• _Problem description_
Give the data again in full, without pictures.

=====

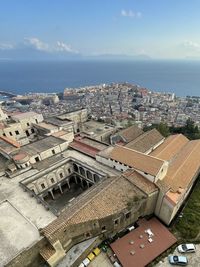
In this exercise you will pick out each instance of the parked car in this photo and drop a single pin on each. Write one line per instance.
(91, 256)
(86, 262)
(178, 260)
(183, 248)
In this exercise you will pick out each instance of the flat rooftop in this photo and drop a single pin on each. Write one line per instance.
(87, 145)
(136, 249)
(26, 205)
(42, 145)
(24, 115)
(58, 121)
(16, 232)
(96, 128)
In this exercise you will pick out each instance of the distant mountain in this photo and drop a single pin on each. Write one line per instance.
(33, 54)
(119, 57)
(29, 53)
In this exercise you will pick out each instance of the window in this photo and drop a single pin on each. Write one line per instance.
(116, 221)
(43, 186)
(87, 235)
(103, 228)
(37, 159)
(128, 215)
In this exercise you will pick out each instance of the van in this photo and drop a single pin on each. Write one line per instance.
(116, 264)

=====

• _Final answer_
In this exercise you will pick out each instance of the parked car in this photo and drop a single pin on each. Write one line per instance.
(91, 256)
(86, 262)
(178, 260)
(183, 248)
In this exercise you will pick out each instance of the flat rooftop in this photo and drop a single pin on each. Write one line per instance.
(87, 145)
(136, 249)
(26, 205)
(42, 145)
(24, 115)
(58, 121)
(16, 232)
(96, 128)
In this exercise you will pick out each instance of the distant mountain in this photo and drop a single pin on each. Write one line per instance.
(33, 54)
(119, 57)
(29, 53)
In this exercise you will pick out each instance of the window in this photo and drop a single pin on each. Write one line per instance.
(116, 221)
(43, 186)
(87, 235)
(103, 228)
(37, 159)
(128, 215)
In this exercise you will pick out each instance of the van in this photo and drop a single pin on each. Write one line per instance.
(116, 264)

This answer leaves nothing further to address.